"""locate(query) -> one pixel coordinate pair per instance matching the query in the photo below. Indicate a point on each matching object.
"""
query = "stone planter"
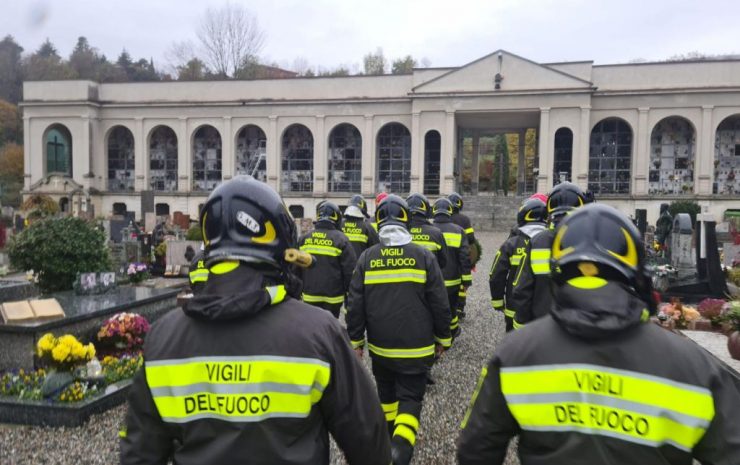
(733, 345)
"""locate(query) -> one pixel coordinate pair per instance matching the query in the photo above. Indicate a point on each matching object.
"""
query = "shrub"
(57, 249)
(685, 206)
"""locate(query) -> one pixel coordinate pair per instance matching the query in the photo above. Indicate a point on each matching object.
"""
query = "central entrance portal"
(497, 154)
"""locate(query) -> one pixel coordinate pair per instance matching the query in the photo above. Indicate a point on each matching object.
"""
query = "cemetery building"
(637, 135)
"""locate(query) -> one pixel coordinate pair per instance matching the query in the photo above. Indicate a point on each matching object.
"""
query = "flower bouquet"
(123, 333)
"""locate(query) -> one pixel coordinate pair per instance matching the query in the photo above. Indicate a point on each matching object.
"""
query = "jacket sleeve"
(146, 439)
(439, 304)
(498, 276)
(348, 261)
(355, 317)
(351, 408)
(488, 425)
(721, 442)
(465, 266)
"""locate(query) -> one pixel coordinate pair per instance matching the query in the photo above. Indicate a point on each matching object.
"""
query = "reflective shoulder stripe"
(453, 239)
(591, 399)
(395, 276)
(402, 353)
(236, 389)
(322, 299)
(322, 250)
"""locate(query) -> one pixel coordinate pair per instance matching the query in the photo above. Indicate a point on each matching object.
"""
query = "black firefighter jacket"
(327, 281)
(360, 233)
(505, 270)
(247, 374)
(398, 297)
(531, 296)
(594, 384)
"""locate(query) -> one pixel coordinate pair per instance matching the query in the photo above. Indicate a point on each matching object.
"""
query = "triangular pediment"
(519, 74)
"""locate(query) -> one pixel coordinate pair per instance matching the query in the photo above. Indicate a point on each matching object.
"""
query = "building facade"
(636, 135)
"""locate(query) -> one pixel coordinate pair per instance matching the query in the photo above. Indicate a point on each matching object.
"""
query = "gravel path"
(444, 405)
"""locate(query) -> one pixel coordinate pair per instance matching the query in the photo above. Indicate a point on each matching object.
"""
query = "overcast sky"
(328, 33)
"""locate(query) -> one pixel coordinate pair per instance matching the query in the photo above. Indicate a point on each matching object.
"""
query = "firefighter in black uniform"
(398, 297)
(356, 226)
(595, 382)
(247, 373)
(422, 231)
(457, 269)
(462, 220)
(325, 284)
(504, 270)
(531, 297)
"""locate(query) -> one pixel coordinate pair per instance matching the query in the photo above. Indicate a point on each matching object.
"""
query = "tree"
(11, 72)
(404, 65)
(375, 63)
(231, 39)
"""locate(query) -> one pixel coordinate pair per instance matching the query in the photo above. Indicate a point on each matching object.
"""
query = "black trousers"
(401, 396)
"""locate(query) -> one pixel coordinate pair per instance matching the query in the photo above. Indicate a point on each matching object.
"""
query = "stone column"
(273, 155)
(228, 157)
(704, 161)
(581, 152)
(545, 151)
(184, 157)
(447, 157)
(368, 158)
(641, 160)
(319, 158)
(417, 164)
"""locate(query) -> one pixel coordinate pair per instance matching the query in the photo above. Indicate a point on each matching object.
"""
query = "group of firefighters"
(257, 368)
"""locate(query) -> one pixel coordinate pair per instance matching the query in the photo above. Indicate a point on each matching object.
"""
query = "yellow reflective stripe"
(396, 276)
(408, 420)
(356, 237)
(587, 282)
(277, 293)
(623, 385)
(453, 239)
(224, 267)
(402, 353)
(322, 250)
(476, 391)
(322, 298)
(406, 433)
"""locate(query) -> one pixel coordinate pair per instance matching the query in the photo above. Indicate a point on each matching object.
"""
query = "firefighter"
(357, 227)
(462, 220)
(503, 276)
(531, 297)
(457, 268)
(423, 232)
(595, 382)
(246, 372)
(198, 273)
(325, 284)
(398, 297)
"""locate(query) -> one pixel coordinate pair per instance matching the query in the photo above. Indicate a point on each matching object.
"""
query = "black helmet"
(456, 200)
(244, 219)
(532, 211)
(598, 241)
(419, 204)
(359, 201)
(443, 206)
(392, 210)
(329, 211)
(563, 198)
+ + + + +
Exercise description. The pictures in the listing above are to be dropped, and everything else reproduced exactly.

Output for this task.
"""locate(query) -> one pixel coordinate pair per instance matching the query in the photo below. Indicate a point on each matching object.
"""
query = "stone planter"
(733, 345)
"""locate(query) -> one pixel coordinate pair per instance matching the query in the photo above. Indicate a point on each matching object.
"""
query = "shrub"
(57, 249)
(685, 206)
"""locate(query) -> one pixel coordinate pair per instance matching the query in the photo above. Indicate a point on each matching object.
"""
query = "central entrance portal"
(497, 154)
"""locate(query) -> one pixel coordinate pair per instance matching the query in the photo above. Indicate a point on each matching object.
"""
query = "cemetery building"
(637, 135)
"""locate(query) -> one pixel coordinate pair per instance matching the query in the photo above. Indicate a point on each matching object.
"""
query = "flower bouquet"
(123, 333)
"""locate(query) -> one pixel coordinate pair per instance matching the query in the photo above. Indicate a point on each matching object.
"""
query = "jacket sleeve"
(146, 439)
(439, 304)
(498, 276)
(348, 261)
(355, 317)
(351, 408)
(488, 425)
(721, 442)
(465, 266)
"""locate(query) -> one pixel coordinate pair per instance matching the query in the photo above. Indicate a point on each matching object.
"""
query = "reflective shoulder stripe"
(453, 239)
(591, 399)
(395, 276)
(402, 353)
(236, 389)
(322, 299)
(322, 250)
"""locate(query) -> one pixel coordinate pair per instance matching the query in the photo above. Indicate a point on each matching object.
"""
query = "black firefighter jacket"
(327, 281)
(360, 233)
(505, 270)
(247, 374)
(398, 297)
(531, 296)
(594, 384)
"""locate(query) -> one pixel coordinate pair per instance matching the query in the photo above. Indicate a point on each matching object.
"""
query = "triangular pediment"
(519, 74)
"""locate(query) -> one pixel coordinate pair per instance matching the query in the photo above. Indicate a point on each matching object.
"""
query = "building facade"
(636, 135)
"""locate(query) -> one pixel coordinate pair per instance matching the query in the photo above. Indicate a point on each matching object.
"""
query = "gravel path"
(444, 405)
"""locate(query) -> one pixel coordinate pair per instance matching the query in the photo above. Indicate a point on each matching object.
"""
query = "overcast sky"
(328, 33)
"""locate(query) -> one pixel coordinate pair per instance matching the query in the photo above. Indicate a point on each matching object.
"""
query = "firefighter in black uniform"
(398, 297)
(356, 226)
(595, 382)
(247, 373)
(422, 231)
(457, 269)
(462, 220)
(325, 284)
(504, 270)
(531, 297)
"""locate(query) -> one pixel coordinate pair per instance matching the query in the photo above. Indicate a point on each matching object.
"""
query = "tree"
(11, 72)
(404, 65)
(375, 63)
(231, 39)
"""locate(query) -> one pixel coordinate pair per instance matching the query in the photo above. Indicate a point on each matching object.
"""
query = "black trousers"
(401, 396)
"""locate(query) -> one pixel coordinate pair per instance matching the query in the photo above. Indicate a point on each matching object.
"""
query = "stone column"
(273, 155)
(228, 157)
(704, 161)
(581, 152)
(545, 151)
(184, 157)
(447, 157)
(368, 158)
(641, 160)
(319, 158)
(417, 164)
"""locate(query) -> one pixel coordinate pair per instance matching the query in the photo above. Indicate a point on each matching object.
"""
query = "group of firefighters"
(257, 368)
"""locate(query) -> one pixel coordinate pair per instance matching the query in the photo above. Indicate a point on each matching object.
"""
query = "yellow reflective stripe"
(396, 276)
(408, 420)
(356, 237)
(587, 282)
(277, 293)
(623, 385)
(453, 239)
(224, 267)
(402, 353)
(322, 250)
(476, 391)
(322, 298)
(406, 433)
"""locate(query) -> one pixel coordinate pair per instance matching the query in the photo above. Indicate a point on each matching object.
"""
query = "firefighter"
(357, 227)
(462, 220)
(503, 276)
(531, 297)
(457, 268)
(423, 232)
(595, 382)
(246, 372)
(198, 273)
(325, 284)
(398, 297)
"""locate(query) -> one pixel coordinate pair per instance matching the query in the photo above. Indicate a point on each matching object.
"""
query = "black helmet"
(456, 200)
(244, 219)
(532, 211)
(598, 241)
(419, 204)
(359, 201)
(443, 206)
(392, 210)
(329, 211)
(563, 198)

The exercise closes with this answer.